→ **Extract to read**:
○ ○ ○

He could have asked for anything in the kingdom. Gold, silver.
And he did. He had it all. But in his heart
he was poor. Because he was poor in spirit. Remember what Jesus said in Matthew
chapter 5, blessed are the poor in spirit. That means spiritually
poor. Spiritually poor. And that's
the only way we really want to be rich. We want to be rich spiritually,
but we don't find that spiritual richness in ourselves, do we?
We find ourselves to be poor. And that's an attitude only God
can give. We can't make ourselves that.
The B attitudes are not things that we achieve by our own attitude
change. But God puts it in us. He gives
us a heart. He makes us poor in spirit. And
from that poverty of spirit, every other thing in Matthew
chapter 5 flows out of it. And you remember what it is.
Blessed are the poor in spirit, for theirs is the kingdom of
heaven. Blessed are they that mourn. Those who are poor mourn
over their sin, don't they? They mourn over their sin because
they're poor. Their sin takes away that most
treasured thing, which is their communion with God Himself. And
so they become poor. And so he says here, "...bow
down thine ear, O Lord, hear me, for I am poor and needy."
Poor and needy. I'm not just poor, but I need
the Lord. I need the Lord Jesus. Jesus
said in Matthew chapter 9 verse 13, I didn't come to call the
righteous to repentance, but sinners. I didn't come to heal
the healthy, but the sick. I'll read this to you. In Matthew
chapter 9, when the Pharisees saw it, they said in verse 11,
they said to his disciples, why does your master eat with publicans
and sinners? And when Jesus heard that, he
said to them, they that behold, The healthy need not a physician.
You don't need a doctor if everything's okay. But they that are sick,
sick. The word sick there, it means
sick in an evil way. Sick because of sin. Most of
the time it's used that way in scripture. The woman whose daughter
was troubled with the devil, that was what she complained
about. The man who was possessed by demons, that's what he complained
about. The devil grievously vexes me, torments me. He was sick. I came for the sick. Those afflicted
by their sin and by Satan. Those who've been plagued in
their heart because of sin. But go and learn what that meaneth,
he said in verse 13. I will have mercy and not sacrifice.

○ ○ ○

→ **Extracted information**:
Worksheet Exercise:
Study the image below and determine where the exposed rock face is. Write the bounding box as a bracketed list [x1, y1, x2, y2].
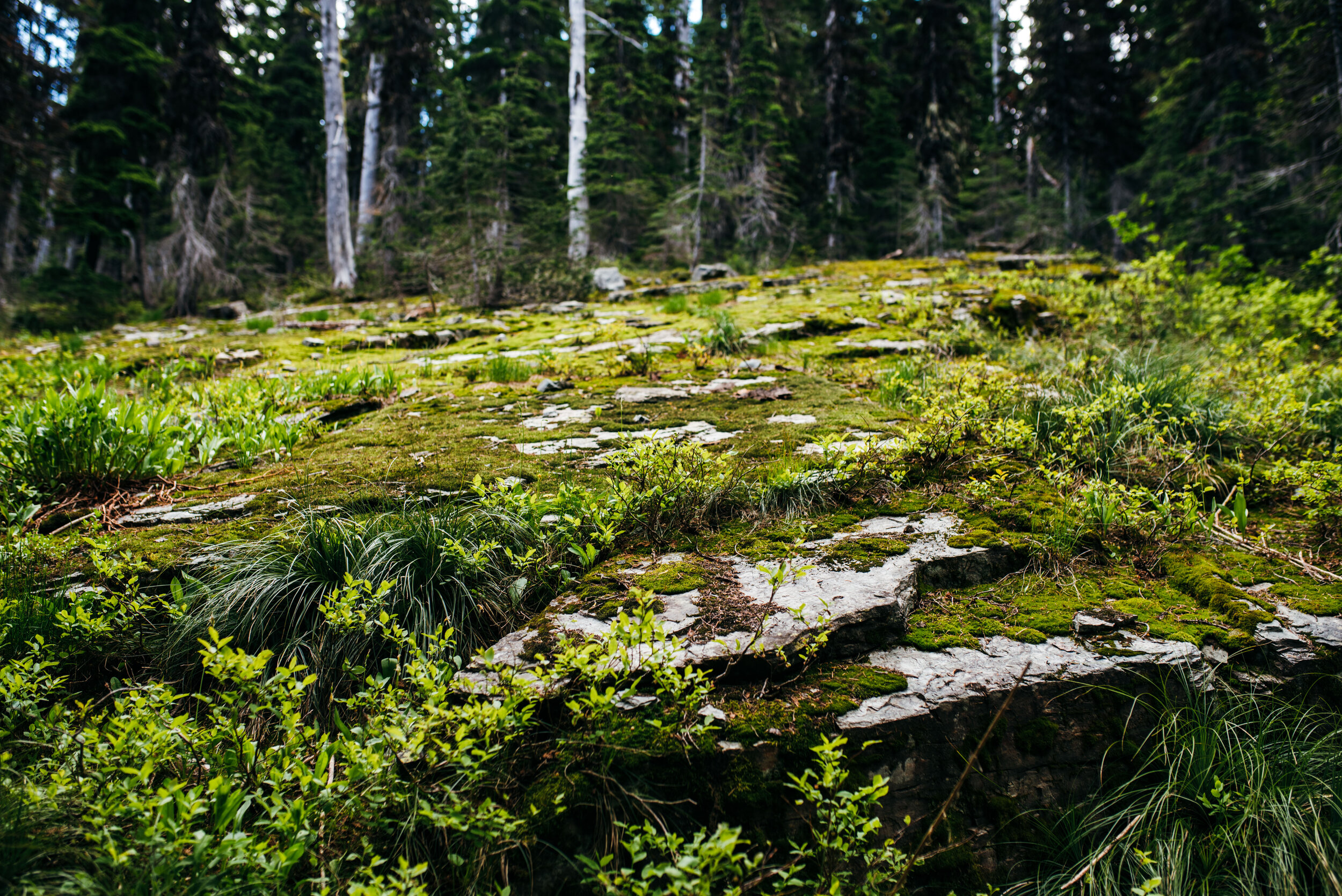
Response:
[117, 495, 257, 526]
[690, 263, 740, 283]
[592, 267, 624, 293]
[472, 512, 1023, 665]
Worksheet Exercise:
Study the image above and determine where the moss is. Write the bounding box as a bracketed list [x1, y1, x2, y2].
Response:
[635, 560, 709, 594]
[1007, 625, 1048, 644]
[820, 535, 909, 573]
[946, 528, 1008, 547]
[1162, 554, 1275, 630]
[1016, 716, 1057, 756]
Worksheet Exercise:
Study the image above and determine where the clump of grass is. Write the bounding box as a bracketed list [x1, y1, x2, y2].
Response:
[1013, 683, 1342, 896]
[702, 310, 745, 354]
[173, 507, 544, 687]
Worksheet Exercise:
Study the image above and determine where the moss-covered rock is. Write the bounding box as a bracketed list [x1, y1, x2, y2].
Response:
[820, 535, 909, 573]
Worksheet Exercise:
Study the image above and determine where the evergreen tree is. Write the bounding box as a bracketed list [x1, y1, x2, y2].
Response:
[58, 0, 172, 291]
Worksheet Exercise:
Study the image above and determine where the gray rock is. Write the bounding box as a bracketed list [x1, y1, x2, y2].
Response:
[592, 267, 624, 293]
[536, 378, 573, 395]
[839, 636, 1202, 730]
[1253, 621, 1318, 675]
[615, 387, 690, 404]
[690, 263, 741, 283]
[1272, 606, 1342, 648]
[117, 495, 257, 526]
[204, 301, 249, 320]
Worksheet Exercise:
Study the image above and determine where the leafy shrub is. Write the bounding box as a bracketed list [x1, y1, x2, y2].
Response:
[611, 439, 741, 543]
[1263, 460, 1342, 539]
[0, 384, 187, 492]
[701, 311, 745, 354]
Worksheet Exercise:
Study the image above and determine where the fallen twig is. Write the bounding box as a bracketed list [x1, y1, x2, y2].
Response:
[1212, 522, 1342, 582]
[1062, 813, 1146, 890]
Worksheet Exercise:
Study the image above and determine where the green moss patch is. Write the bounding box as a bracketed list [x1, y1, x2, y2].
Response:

○ ○ ○

→ **Tasks for this exercise**:
• A. Rewrite the sermon's paragraph beginning "He could have asked for anything in the kingdom" as a shorter bulleted list that keeps its main points.
• B. Answer each question from the sermon, one per line:
(i) Which chapter of Matthew does the speaker cite for "blessed are the poor in spirit"?
(ii) According to the sermon, what does sin take away from those who mourn?
(iii) What did the Pharisees ask Jesus' disciples in verse 11?
• C. Pick up the sermon after its final sentence and continue it in the same voice for one paragraph.

→ **Answers to the exercises**:
• A.
- He could have had anything in the kingdom, and he had it all, yet he was poor in spirit.
- In Matthew chapter 5, Jesus says, "blessed are the poor in spirit," meaning spiritually poor.
- We want to be rich spiritually, but we find ourselves poor. Only God can give that attitude.
- The Beatitudes are not achieved by our own effort. God puts them in us, and everything else in Matthew 5 flows from poverty of spirit.
- Those who mourn are mourning over their sin, because sin takes away their communion with God.
- "Bow down thine ear, O Lord, hear me, for I am poor and needy": we are poor, and we also need the Lord Jesus.
- In Matthew 9, the Pharisees asked why Jesus ate with publicans and sinners. He answered that the healthy do not need a physician, but the sick do.
- In scripture "sick" usually means afflicted by sin and Satan. Examples are the woman whose daughter was troubled by the devil and the man possessed by demons.
- In verse 13, Jesus says He came to call sinners, not the righteous, to repentance. He tells them to go and learn what "I will have mercy and not sacrifice" means.

• B.
(i) Matthew chapter 5.
(ii) Their communion with God Himself.
(iii) Why their master ate with publicans and sinners.

• C.
I'm not come to call the righteous, but sinners to repentance. Poor
and needy. We mourn because we're poor.
God gives us that poverty. We mourn because of our sin.
Blessed are they that mourn. Blessed are the meek. When you're
poor, you're submissive to God in every way, aren't you? What
are you going to do? Resist? You're going to resist
the only one who's good and merciful and gracious and long-suffering
and full of faithfulness? Of course not. You're going to
gladly embrace Him with your whole heart and submit to His
will all the good and all what seems to be bad. You'll trust
Him. That's what a meek person does. And blessed are they who
not only are meek, but also who hunger and thirst for righteousness. When we're poor in spirit, we
hunger for righteousness. And we know it's not in us. We
have none. We're hungry and thirsting for something we don't have,
and so we're looking for it. And so blessed are the peacemakers.
Follows that. All of this comes out of that
first attitude of being poor in spirit because a peacemaker
is someone who holds to and clings to and talks about the peace
God has made with Him in Christ. And so we tell sinners about
how sinners can be reconciled. And those who are persecuted
for righteousness sake. When we're poor in spirit, we
make a big issue about the fact that all of our righteousness
is in Christ. And men might persecute us for
that. But that only makes us cling
to Christ the more, because we're poor. Like an abalone holding
to the rock and the waves come by. It just makes it tighter.
Can't get it off. And so back in Psalm 86, he says
this, What is that? To preserve means to keep, to
hold, to not let fall, to uphold, and to bring to its completed
end. Preserve my soul, my life. I am dependent upon you for everything.
My breath, my life. I'm ignorant. I need the truth
to be revealed to me. I don't know anything unless
it's told to me from your word. I need everything. I need a heart
that's desiring you. Words to pray. A righteousness
to come to you with. A covering for all my sin. Cleansing
of all my sin. He says, I am holy. How in the
world can I be holy? How could a person pray, I'm
holy? Well, we know that if we are
holy, it's because God the Father sanctified. That's what holy
means. It means to be set apart by the one who is holy for his
holy use. Jude chapter 1 verse 1 says,
we're sanctified by God the Father. And how is that? In eternal election,
God has set us apart for His own use. And what use is that?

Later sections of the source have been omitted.